Graphic by Terelle Jerricks
“Anyone who is willing to drive a plane into a building to kill Jews is alright by me. I wish our members had half as much testicular fortitude,” white supremacist Billy Roper wrote in an email to members of the neo-Nazi National Alliance on Sept. 11, 2001, even before the World Trade Center towers had collapsed.
Today, 24 years later, white supremacists have gained enormous political power in America. America belongs to real Americans — the white people who’ve been here since at least the Civil War, according to Vice President Vance, and it really doesn’t matter which side of that war they fought on. Hardcore white supremacists remain junior partners to a more sophisticated identitarian creed, claiming to stand for traditional Western values, even as they destroy them in practice. And the rules-based international order — which they falsely accuse of being Jewish-controlled — is in a state of chaos, with its once-prime guarantor, the United States, abandoning its commitments to democracy, the rule of law, and universal human rights.
Those commitments were always imperfectly honored, at best, and those imperfections played a key role in the tale of how the Al Qaeda terrorists, with their hatred of Western secular democracy, and their white supremacist fans, have succeeded so dramatically in undermining American democracy as it existed before the 9/11 attacks.
The attacks themselves were clearly a crime carried out by terrorists attacking civilians, not an act of war carried out by soldiers on the battlefield. Yet the neoconservative George Bush administration responded by declaring war — though not constitutionally, and not against those who had attacked us — but rather on the governments of Afghanistan, which had sheltered them, and Iraq, which had nothing to do with 9/11, but did have a lot of oil. In the process, the violence we employed created far more terrorists than it killed — and not just on the other side.
Overwhelming majorities of the world’s people opposed these actions, but the U.S. government and its NATO allies pursued them nonetheless, and the eventual, inevitable flood of refugees from the region did a great deal to turn mass opinion from one form of opposition to another: from an open-hearted humanitarian opposition to needless war to a xenophobic response to the resulting failures: the emergence of ISIS, the flood of refugees in Europe, and the loss of elite credibility, due to the magnitude of the lies and the lack of accountability.
Along the way, the Bush administration’s many failures led to disillusionment so widespread that many conservatives stopped seeing him as one of their own, calling him a “globalist” instead; and Democrats who had gone along with him — particularly on Iraq — were so damaged that a relative newcomer, Barack Obama, was able to become America’s first Black president. This, in turn, supercharged the reactionary shift in the Republican base, in synergy with the wider disillusionment with elite politics. Baseless conspiracy theories about Obama’s birth certificate were a prime organizing narrative in fueling this shift, and Donald Trump switched parties to take advantage of it, laying the ground for his eventual run for president.

***

- **Given request**:
According to the text above, on what date did Billy Roper send his email to members of the National Alliance?

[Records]

***

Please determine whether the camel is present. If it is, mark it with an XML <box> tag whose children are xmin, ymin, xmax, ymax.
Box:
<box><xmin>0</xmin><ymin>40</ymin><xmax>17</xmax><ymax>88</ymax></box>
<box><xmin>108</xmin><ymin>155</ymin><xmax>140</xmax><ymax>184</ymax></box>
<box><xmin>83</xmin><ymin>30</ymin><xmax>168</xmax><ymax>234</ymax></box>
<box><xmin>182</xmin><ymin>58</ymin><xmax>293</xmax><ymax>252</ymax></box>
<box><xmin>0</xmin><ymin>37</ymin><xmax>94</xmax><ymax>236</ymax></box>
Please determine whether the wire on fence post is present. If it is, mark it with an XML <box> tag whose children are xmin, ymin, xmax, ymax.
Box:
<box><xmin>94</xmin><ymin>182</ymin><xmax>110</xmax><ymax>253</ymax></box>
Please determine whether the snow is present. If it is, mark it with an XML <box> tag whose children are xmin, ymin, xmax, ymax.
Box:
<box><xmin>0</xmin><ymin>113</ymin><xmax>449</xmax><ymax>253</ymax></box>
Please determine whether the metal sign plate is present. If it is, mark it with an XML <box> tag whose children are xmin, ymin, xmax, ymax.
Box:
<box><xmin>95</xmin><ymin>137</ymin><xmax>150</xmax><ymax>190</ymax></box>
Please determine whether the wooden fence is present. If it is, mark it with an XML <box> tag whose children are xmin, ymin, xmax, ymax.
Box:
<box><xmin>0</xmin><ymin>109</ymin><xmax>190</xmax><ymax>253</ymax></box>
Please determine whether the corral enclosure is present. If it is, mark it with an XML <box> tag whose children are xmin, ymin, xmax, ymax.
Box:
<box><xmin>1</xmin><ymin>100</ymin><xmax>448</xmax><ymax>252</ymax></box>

***

- **Task solution**:
Sept. 11, 2001